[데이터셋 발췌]

======

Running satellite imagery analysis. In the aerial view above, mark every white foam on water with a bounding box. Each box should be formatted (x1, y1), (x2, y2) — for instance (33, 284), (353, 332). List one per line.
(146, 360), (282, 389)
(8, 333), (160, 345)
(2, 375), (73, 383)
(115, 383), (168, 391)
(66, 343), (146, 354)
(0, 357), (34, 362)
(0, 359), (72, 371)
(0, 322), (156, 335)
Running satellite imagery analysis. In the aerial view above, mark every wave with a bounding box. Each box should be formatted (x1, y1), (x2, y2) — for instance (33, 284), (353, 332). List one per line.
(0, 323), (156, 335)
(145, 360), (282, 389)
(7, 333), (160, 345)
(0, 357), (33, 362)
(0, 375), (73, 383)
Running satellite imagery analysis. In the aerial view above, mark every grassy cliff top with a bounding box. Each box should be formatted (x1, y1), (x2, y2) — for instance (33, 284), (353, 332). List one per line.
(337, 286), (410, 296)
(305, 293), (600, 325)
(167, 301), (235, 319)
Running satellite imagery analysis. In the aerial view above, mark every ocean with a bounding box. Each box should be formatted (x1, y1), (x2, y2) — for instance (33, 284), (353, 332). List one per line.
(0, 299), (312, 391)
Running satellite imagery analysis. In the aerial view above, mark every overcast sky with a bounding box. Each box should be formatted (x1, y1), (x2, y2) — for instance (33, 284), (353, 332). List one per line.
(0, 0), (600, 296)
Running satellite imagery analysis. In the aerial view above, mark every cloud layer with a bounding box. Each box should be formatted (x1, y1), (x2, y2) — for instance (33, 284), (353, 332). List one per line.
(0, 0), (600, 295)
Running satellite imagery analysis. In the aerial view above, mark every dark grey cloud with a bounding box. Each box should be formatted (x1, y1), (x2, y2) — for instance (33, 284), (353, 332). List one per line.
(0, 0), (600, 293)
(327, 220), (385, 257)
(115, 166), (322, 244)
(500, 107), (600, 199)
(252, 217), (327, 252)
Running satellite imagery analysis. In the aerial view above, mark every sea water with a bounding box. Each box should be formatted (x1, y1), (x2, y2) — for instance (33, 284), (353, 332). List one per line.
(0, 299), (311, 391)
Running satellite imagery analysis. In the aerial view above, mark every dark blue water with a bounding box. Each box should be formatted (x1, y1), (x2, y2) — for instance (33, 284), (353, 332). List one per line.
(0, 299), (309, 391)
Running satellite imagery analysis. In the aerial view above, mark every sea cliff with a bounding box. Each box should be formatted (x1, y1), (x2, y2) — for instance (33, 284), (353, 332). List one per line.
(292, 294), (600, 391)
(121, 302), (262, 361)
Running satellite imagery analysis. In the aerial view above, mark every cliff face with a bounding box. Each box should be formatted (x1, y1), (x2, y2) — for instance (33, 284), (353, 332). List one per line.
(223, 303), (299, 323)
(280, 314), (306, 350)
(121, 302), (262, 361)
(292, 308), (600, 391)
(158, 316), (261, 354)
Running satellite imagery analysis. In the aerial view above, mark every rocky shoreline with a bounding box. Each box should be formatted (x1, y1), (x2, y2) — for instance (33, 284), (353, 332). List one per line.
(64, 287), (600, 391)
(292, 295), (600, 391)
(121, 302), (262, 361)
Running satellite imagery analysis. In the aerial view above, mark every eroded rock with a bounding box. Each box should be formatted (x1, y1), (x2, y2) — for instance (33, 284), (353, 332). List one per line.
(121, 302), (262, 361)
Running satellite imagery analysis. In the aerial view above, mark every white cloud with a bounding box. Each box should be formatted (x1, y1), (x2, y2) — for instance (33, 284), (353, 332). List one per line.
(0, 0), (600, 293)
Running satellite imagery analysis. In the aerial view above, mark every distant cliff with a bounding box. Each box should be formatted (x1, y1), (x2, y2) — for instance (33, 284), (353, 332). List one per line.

======

- 과제
위 자료의 모든 줄을 한 글자도 바꾸지 말고 그대로 출력하세요.

- 문제 풀이
Running satellite imagery analysis. In the aerial view above, mark every white foam on water with a bounding box. Each box should be formatted (x1, y1), (x2, y2) — for instance (33, 284), (353, 332). List one per line.
(146, 360), (282, 389)
(8, 333), (160, 345)
(2, 375), (73, 383)
(115, 383), (168, 391)
(66, 343), (146, 354)
(0, 357), (34, 362)
(0, 359), (72, 371)
(0, 322), (156, 335)
Running satellite imagery analysis. In the aerial view above, mark every wave with a bounding box. Each box should be formatted (x1, y1), (x2, y2) — for instance (33, 284), (353, 332). List one per line.
(0, 323), (156, 335)
(145, 360), (282, 389)
(7, 333), (160, 345)
(0, 357), (33, 362)
(0, 375), (73, 383)
Running satellite imagery analysis. In the aerial view above, mark every grassy cliff top with a bounding box. Each box should be formatted (x1, y1), (x2, y2) — for instance (33, 284), (353, 332). List one per line.
(337, 286), (410, 296)
(305, 293), (600, 325)
(167, 301), (235, 319)
Running satellite imagery analysis. In the aerial view above, mark every ocean with a bounding box. Each box should be formatted (x1, y1), (x2, y2) — for instance (33, 284), (353, 332). List one per line.
(0, 299), (312, 391)
Running satellite imagery analysis. In the aerial view above, mark every overcast sky with a bounding box. Each box should be formatted (x1, y1), (x2, y2) — for instance (33, 284), (353, 332). List one per line.
(0, 0), (600, 296)
Running satellite imagery analysis. In the aerial view above, mark every cloud layer with a bounding box. Each box should be formatted (x1, y1), (x2, y2) — for instance (33, 284), (353, 332). List one per line.
(0, 0), (600, 295)
Running satellite imagery analysis. In the aerial view above, mark every dark grey cloud with a bounding box. Each box should be formatted (x1, y1), (x2, y2) — for instance (33, 284), (353, 332). List one per line.
(0, 0), (600, 293)
(327, 220), (385, 257)
(115, 166), (322, 244)
(500, 107), (600, 199)
(252, 217), (327, 252)
Running satellite imagery analysis. In the aerial view above, mark every sea water with a bounding box. Each box should be formatted (x1, y1), (x2, y2) — for instance (33, 284), (353, 332). List one per line.
(0, 299), (311, 391)
Running satellite imagery analysis. In the aerial view above, mark every dark blue water with a bounding box. Each box should be formatted (x1, y1), (x2, y2) — for instance (33, 284), (353, 332). List one per line.
(0, 299), (309, 391)
Running satellite imagery analysis. In the aerial view above, mark every sea cliff with a bounding box. Each box should be formatted (x1, y1), (x2, y2) — for instance (33, 284), (353, 332). List one per line.
(292, 294), (600, 391)
(121, 302), (262, 361)
Running satellite imagery analysis. In the aerial view above, mark every cliff face with a bounding box. Each box should be formatted (x1, y1), (x2, y2) — for instance (33, 284), (353, 332). List one per line.
(223, 303), (299, 323)
(280, 314), (306, 350)
(121, 302), (262, 361)
(292, 308), (600, 391)
(158, 316), (261, 354)
Running satellite imagery analysis. In the aerial view above, mark every rocky shoreline with a bounding box. Each box should be formatted (x1, y1), (x2, y2) — for instance (33, 284), (353, 332). List one per line.
(64, 287), (600, 391)
(292, 295), (600, 391)
(121, 302), (262, 361)
Running satellite imagery analysis. In the aerial view above, mark every eroded rock with a bounding box. Each box should be formatted (x1, y1), (x2, y2) — for instance (33, 284), (353, 332). List one per line.
(121, 302), (262, 361)
Running satellite imagery analysis. In the aerial view above, mark every white cloud with a bounding box. Each box should be formatted (x1, y1), (x2, y2) — for instance (33, 284), (353, 332). List one per line.
(0, 0), (600, 293)
Running satellite imagery analysis. In the aerial view above, mark every distant cliff with a bounding box. Each box should be formatted (x1, y1), (x2, y2) — for instance (33, 284), (353, 332). List one per line.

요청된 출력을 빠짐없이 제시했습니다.